Activity: Output the number of lines in the entries below with the string "pinstripe" in them, and nothing further.

Natural language region descriptions:
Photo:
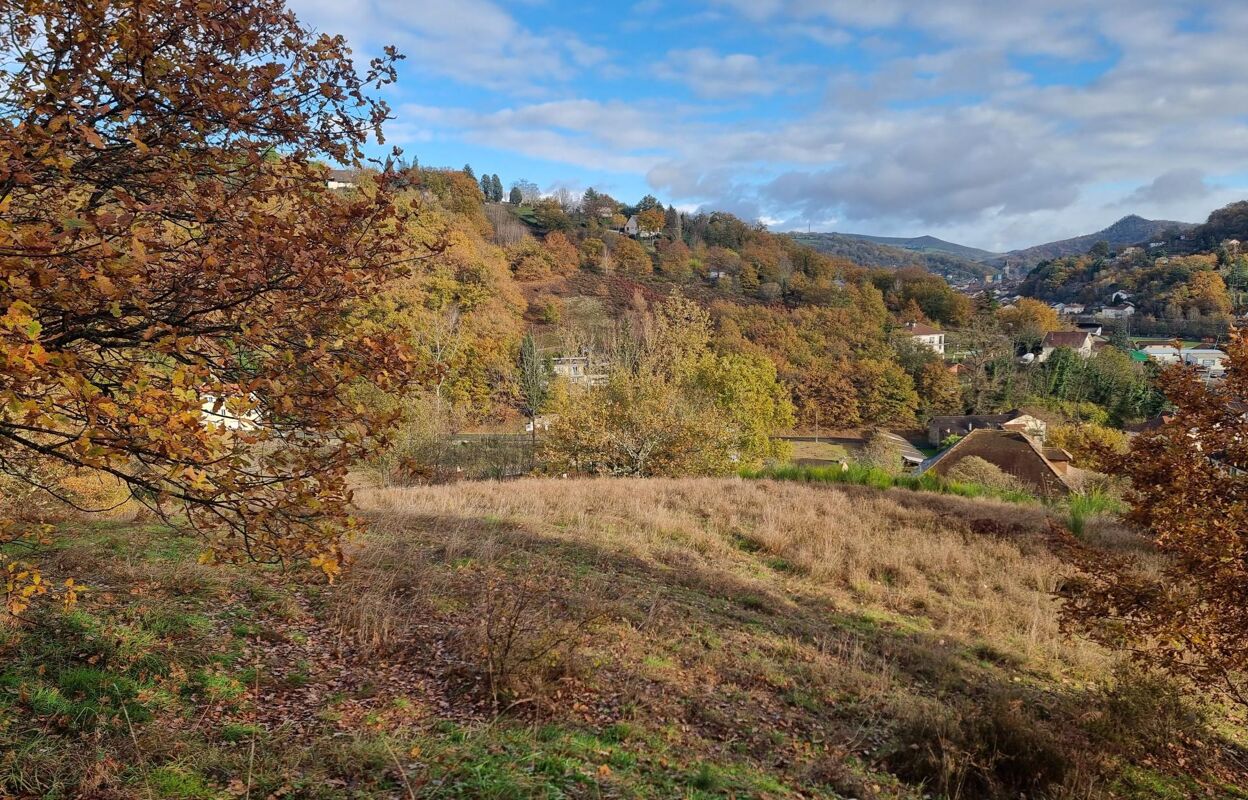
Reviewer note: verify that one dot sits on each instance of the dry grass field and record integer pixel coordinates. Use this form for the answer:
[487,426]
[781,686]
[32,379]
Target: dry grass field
[694,638]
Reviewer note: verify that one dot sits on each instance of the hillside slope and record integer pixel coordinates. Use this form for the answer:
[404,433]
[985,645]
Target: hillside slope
[697,638]
[867,252]
[927,245]
[1130,230]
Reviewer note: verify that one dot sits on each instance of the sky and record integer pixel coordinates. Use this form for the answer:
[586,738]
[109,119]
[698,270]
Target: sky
[994,124]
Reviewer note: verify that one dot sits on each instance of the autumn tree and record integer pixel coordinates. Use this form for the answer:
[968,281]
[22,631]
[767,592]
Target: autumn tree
[534,381]
[1028,321]
[1091,446]
[1189,492]
[940,392]
[828,398]
[175,277]
[630,257]
[677,408]
[652,220]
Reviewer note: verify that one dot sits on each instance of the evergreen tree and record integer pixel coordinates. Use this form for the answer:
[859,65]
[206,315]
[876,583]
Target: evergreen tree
[673,224]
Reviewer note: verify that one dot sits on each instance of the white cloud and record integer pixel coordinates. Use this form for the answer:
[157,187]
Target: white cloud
[474,41]
[733,75]
[945,130]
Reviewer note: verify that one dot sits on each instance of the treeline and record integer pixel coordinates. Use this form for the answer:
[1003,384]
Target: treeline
[869,253]
[824,341]
[1192,295]
[1191,283]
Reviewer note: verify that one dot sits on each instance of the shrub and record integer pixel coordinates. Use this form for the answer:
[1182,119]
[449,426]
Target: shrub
[994,750]
[1090,444]
[524,633]
[882,453]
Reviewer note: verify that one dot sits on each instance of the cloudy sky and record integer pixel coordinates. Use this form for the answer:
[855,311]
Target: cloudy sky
[995,124]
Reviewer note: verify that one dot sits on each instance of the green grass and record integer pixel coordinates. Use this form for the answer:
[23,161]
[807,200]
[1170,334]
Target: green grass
[860,474]
[1086,504]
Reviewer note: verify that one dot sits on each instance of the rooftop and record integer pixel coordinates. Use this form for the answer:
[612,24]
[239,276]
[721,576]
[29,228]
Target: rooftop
[1066,338]
[919,328]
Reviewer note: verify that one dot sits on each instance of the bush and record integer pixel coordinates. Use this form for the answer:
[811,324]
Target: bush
[991,751]
[526,632]
[882,453]
[975,469]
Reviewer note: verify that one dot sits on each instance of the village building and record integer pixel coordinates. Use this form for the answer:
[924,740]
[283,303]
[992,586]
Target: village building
[1206,360]
[1078,341]
[1117,312]
[578,370]
[1042,471]
[633,227]
[341,179]
[940,428]
[927,336]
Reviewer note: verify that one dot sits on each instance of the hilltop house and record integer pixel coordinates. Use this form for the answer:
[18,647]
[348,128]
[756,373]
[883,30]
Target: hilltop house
[1207,360]
[1078,341]
[927,336]
[940,428]
[1117,312]
[1042,471]
[634,229]
[578,370]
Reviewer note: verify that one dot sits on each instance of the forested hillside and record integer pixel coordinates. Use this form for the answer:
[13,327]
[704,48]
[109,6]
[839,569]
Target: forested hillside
[823,326]
[927,245]
[1191,286]
[871,252]
[1130,230]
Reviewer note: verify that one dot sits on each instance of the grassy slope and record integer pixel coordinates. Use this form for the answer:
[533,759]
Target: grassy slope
[664,639]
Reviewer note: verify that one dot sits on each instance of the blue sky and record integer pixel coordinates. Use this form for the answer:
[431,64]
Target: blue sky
[992,124]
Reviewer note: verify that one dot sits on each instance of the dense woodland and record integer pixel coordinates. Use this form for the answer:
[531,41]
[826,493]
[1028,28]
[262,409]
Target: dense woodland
[1192,286]
[821,336]
[209,343]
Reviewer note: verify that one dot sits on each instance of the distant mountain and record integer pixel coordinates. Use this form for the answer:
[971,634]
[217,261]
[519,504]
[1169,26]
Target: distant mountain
[1130,230]
[867,252]
[929,243]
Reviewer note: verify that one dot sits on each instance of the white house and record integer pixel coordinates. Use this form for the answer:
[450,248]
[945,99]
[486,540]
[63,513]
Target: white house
[1078,341]
[634,229]
[927,336]
[578,370]
[1162,353]
[1211,360]
[1117,312]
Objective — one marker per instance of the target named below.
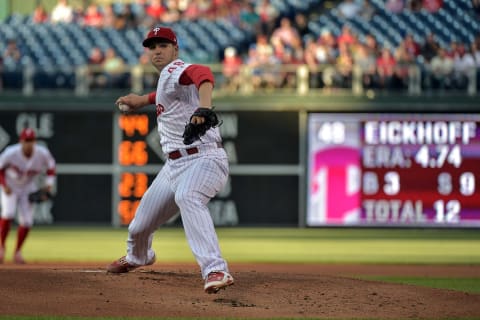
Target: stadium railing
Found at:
(285, 78)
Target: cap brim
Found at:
(147, 42)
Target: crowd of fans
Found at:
(282, 43)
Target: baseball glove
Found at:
(40, 196)
(194, 132)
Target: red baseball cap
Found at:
(27, 134)
(160, 33)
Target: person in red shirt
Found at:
(93, 17)
(385, 68)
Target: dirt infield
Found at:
(260, 291)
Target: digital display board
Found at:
(393, 170)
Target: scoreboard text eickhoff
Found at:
(393, 169)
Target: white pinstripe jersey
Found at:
(20, 171)
(175, 104)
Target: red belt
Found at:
(177, 154)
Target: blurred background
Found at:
(294, 78)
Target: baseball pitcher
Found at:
(196, 168)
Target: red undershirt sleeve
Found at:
(196, 74)
(151, 97)
(2, 177)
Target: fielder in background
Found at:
(20, 164)
(195, 171)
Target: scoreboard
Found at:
(393, 170)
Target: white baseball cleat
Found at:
(217, 280)
(122, 266)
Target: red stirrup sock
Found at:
(4, 229)
(21, 236)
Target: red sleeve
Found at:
(2, 177)
(196, 74)
(151, 97)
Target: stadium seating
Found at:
(56, 49)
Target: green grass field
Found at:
(272, 245)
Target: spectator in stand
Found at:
(440, 70)
(385, 68)
(268, 15)
(95, 62)
(432, 6)
(193, 11)
(62, 12)
(463, 64)
(327, 39)
(368, 11)
(110, 17)
(476, 54)
(476, 7)
(263, 64)
(287, 34)
(395, 6)
(372, 45)
(114, 70)
(126, 18)
(230, 12)
(300, 23)
(172, 13)
(404, 59)
(154, 12)
(249, 19)
(231, 69)
(11, 56)
(290, 60)
(349, 9)
(346, 37)
(454, 49)
(344, 67)
(40, 15)
(365, 60)
(317, 55)
(93, 17)
(411, 46)
(429, 48)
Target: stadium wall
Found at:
(106, 159)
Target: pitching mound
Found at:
(163, 290)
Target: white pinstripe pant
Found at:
(186, 184)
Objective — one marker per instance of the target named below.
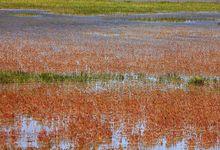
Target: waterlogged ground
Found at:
(77, 116)
(161, 102)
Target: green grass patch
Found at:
(170, 78)
(89, 7)
(7, 77)
(26, 14)
(197, 81)
(170, 19)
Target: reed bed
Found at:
(174, 115)
(90, 7)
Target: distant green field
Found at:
(90, 7)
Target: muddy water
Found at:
(73, 117)
(128, 114)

Response to this exercise: 2